* 課題本文:
「ラジオの音づくり」を探る! J-WAVEの音の特徴やマイクによる違いを、技術部に聞いてみた

J-WAVEで放送中の番組『SONAR MUSIC』(ナビゲーター:あっこゴリラ)。番組では、毎回ゲストを迎え、様々なテーマを掘り下げていく。

2020年11月30日(月)のオンエアでは、WONKの荒田 洸とJ-WAVE技術部の新井をゲストに迎え、「ラジオの裏側」をテーマにお届けした。

J-WAVEの音の特徴とは

J-WAVEのスタジオライブのほとんどは、この日のゲストである新井がミックスを担当している。

あっこゴリラ:本当にすごい人なんです! 新井さんと荒田くんは、11月に実施した配信ライブでも関わっているんですよね。
荒田:配信ライブ初めてやったんですけど、そのときにみんなが聴ける音の調節を新井さんにやってもらいました。
あっこゴリラ:そのときの新井さんの印象はどうでした?
荒田:外音のお客さんに届けるための音作りで大切だなって思うのは、外音のエンジニアさんとのコミュニケーションがどれくらい取れているかだと思うんです。それで言ったら、もう新井さんは素晴らしくて。僕の意見も聞いてくれて、リハのときも来ていただいて、お互いにコミュニケーション取らせてもらって、やっぱり人間性ですよね。

* 提供一覧:
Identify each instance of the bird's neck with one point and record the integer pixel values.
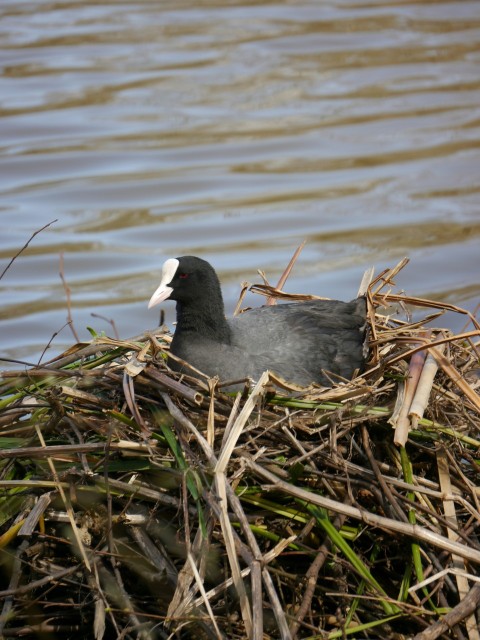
(206, 320)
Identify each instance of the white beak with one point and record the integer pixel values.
(164, 291)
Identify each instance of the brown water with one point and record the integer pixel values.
(232, 130)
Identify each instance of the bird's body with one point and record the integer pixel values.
(297, 341)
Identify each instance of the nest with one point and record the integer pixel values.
(137, 504)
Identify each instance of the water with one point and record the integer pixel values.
(233, 131)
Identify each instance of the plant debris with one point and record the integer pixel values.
(135, 503)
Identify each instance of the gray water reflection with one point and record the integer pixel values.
(151, 130)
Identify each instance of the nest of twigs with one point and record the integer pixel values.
(134, 504)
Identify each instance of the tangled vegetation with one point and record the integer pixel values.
(137, 504)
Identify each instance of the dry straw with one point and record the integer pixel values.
(137, 504)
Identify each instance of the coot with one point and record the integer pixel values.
(297, 341)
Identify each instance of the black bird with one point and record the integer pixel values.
(297, 341)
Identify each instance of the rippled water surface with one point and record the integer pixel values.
(232, 130)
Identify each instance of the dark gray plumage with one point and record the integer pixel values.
(297, 341)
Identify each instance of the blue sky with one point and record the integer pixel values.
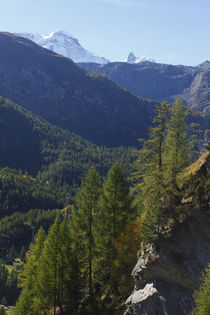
(176, 32)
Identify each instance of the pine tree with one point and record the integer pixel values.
(176, 154)
(150, 176)
(58, 278)
(29, 277)
(202, 295)
(84, 223)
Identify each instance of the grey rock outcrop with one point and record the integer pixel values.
(165, 279)
(166, 276)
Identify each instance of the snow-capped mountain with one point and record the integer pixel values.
(133, 59)
(65, 44)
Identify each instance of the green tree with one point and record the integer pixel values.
(58, 278)
(26, 304)
(114, 213)
(176, 154)
(2, 311)
(202, 296)
(84, 223)
(150, 176)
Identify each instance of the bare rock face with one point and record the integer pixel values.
(166, 277)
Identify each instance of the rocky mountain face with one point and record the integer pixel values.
(133, 59)
(160, 81)
(65, 44)
(166, 277)
(56, 89)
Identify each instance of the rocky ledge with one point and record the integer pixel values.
(166, 277)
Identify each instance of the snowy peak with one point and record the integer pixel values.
(133, 59)
(65, 44)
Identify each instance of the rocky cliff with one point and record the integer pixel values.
(166, 277)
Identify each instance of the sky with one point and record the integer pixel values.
(173, 32)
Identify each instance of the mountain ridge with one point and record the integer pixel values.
(65, 44)
(161, 82)
(55, 88)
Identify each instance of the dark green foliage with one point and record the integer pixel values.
(84, 225)
(50, 278)
(160, 161)
(8, 285)
(2, 311)
(60, 157)
(115, 211)
(15, 230)
(176, 153)
(21, 192)
(202, 296)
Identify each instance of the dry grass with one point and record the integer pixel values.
(193, 168)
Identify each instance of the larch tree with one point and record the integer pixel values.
(115, 212)
(83, 224)
(26, 304)
(177, 148)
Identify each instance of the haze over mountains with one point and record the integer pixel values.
(161, 81)
(65, 44)
(56, 89)
(142, 76)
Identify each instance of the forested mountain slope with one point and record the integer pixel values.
(30, 143)
(56, 89)
(161, 81)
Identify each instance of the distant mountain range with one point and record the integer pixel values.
(56, 89)
(133, 59)
(142, 76)
(160, 82)
(65, 44)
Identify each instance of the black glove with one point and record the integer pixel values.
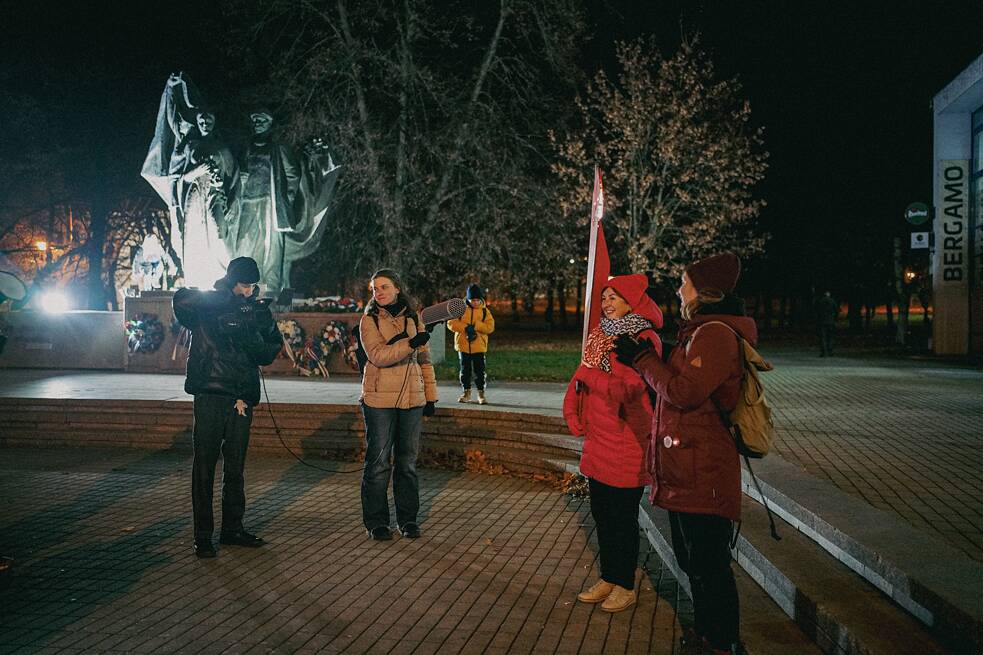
(628, 349)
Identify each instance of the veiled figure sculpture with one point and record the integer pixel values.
(195, 173)
(269, 203)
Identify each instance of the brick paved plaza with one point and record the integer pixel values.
(104, 564)
(102, 546)
(905, 436)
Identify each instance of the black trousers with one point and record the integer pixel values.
(475, 362)
(701, 543)
(218, 428)
(615, 512)
(827, 335)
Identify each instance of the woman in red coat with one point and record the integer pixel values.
(695, 467)
(607, 403)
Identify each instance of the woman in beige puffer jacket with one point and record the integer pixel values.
(398, 390)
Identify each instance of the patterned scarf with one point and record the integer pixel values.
(600, 340)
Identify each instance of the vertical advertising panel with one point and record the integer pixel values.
(952, 228)
(951, 270)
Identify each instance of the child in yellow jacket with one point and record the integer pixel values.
(471, 342)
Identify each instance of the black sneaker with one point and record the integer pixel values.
(204, 548)
(381, 533)
(240, 538)
(410, 531)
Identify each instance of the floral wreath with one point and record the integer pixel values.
(334, 337)
(293, 338)
(144, 334)
(351, 350)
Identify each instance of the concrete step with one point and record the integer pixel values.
(765, 628)
(935, 583)
(839, 612)
(839, 609)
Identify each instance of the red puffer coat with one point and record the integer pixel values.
(693, 459)
(614, 413)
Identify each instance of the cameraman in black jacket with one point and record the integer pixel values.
(232, 334)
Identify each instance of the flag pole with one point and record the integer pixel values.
(596, 214)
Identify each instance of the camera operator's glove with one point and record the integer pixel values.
(628, 349)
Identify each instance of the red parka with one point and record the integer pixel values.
(693, 459)
(614, 414)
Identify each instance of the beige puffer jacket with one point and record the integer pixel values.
(395, 375)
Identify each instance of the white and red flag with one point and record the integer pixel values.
(598, 263)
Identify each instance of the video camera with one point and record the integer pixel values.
(247, 319)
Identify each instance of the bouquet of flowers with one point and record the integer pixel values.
(144, 334)
(293, 338)
(334, 336)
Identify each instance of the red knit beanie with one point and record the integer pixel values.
(632, 289)
(719, 272)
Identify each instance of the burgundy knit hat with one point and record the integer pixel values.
(719, 272)
(632, 289)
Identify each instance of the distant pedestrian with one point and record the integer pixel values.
(608, 404)
(827, 311)
(471, 343)
(398, 390)
(695, 465)
(232, 335)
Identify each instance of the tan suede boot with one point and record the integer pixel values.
(619, 599)
(597, 593)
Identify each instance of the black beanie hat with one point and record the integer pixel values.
(474, 291)
(719, 272)
(242, 269)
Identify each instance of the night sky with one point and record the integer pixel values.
(843, 90)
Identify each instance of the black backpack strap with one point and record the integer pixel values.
(764, 501)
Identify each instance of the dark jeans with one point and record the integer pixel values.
(475, 362)
(615, 512)
(701, 543)
(391, 433)
(827, 334)
(218, 428)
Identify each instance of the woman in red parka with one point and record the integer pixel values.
(607, 403)
(695, 467)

* 記述課題 A: 本文のうち「2020年11月30日(月)」から「でも関わっているんですよね。」までを、末尾の語句も含めて一字一句違えずに書き写せ。
* 記述課題 B: 本文によると、2020年11月30日(月)のオンエアでゲストに迎えられたのは誰か。
解答の根拠は本文だけに求めること。

* 解答全文 A:
2020年11月30日(月)のオンエアでは、WONKの荒田 洸とJ-WAVE技術部の新井をゲストに迎え、「ラジオの裏側」をテーマにお届けした。

J-WAVEの音の特徴とは

J-WAVEのスタジオライブのほとんどは、この日のゲストである新井がミックスを担当している。

あっこゴリラ:本当にすごい人なんです! 新井さんと荒田くんは、11月に実施した配信ライブでも関わっているんですよね。

* 解答全文 B: WONKの荒田 洸とJ-WAVE技術部の新井である。